#### INFORMATION GIVEN ####

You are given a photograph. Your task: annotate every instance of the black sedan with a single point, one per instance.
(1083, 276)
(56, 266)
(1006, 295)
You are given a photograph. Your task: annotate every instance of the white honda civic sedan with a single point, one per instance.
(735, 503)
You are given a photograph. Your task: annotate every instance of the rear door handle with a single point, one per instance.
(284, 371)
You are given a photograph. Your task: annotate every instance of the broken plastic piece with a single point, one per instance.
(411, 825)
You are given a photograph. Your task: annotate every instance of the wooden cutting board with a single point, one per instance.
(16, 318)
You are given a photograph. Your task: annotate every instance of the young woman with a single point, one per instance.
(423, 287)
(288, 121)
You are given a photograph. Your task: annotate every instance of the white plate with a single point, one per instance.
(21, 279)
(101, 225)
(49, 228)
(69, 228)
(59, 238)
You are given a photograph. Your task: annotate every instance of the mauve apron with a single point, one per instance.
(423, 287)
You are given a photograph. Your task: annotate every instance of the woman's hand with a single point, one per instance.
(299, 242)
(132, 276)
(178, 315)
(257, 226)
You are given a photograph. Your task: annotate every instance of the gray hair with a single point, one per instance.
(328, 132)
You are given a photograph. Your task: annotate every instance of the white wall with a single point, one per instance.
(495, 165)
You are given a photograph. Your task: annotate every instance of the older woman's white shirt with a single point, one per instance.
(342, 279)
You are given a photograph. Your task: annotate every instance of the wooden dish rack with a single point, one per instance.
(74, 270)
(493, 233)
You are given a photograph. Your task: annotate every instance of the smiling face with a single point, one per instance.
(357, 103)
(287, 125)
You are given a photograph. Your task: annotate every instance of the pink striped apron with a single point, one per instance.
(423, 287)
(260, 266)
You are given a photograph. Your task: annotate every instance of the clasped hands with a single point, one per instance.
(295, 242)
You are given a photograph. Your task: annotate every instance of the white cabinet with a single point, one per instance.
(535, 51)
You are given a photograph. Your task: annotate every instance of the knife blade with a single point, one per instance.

####

→ **WHAT YOU WILL DO**
Update the entries from the line containing "of the pink" through the end of the entries, replacing "annotate" with "mark" and leaving everything else unchanged. Give back only those lines.

→ **RESULT OF THE TASK**
You are given a photograph. Your task: mark every instance of the pink striped apron with a single point, one per instance.
(423, 287)
(260, 266)
You are given a photograph. Your task: mark every instance of the clasped hands with a single point, one per instance.
(295, 242)
You are given a photograph. Your task: mark every instance of the white cabinet with a single point, one per instance.
(535, 51)
You are given a photograph. Your task: mark every instance of the knife blade with a single point, one per instance.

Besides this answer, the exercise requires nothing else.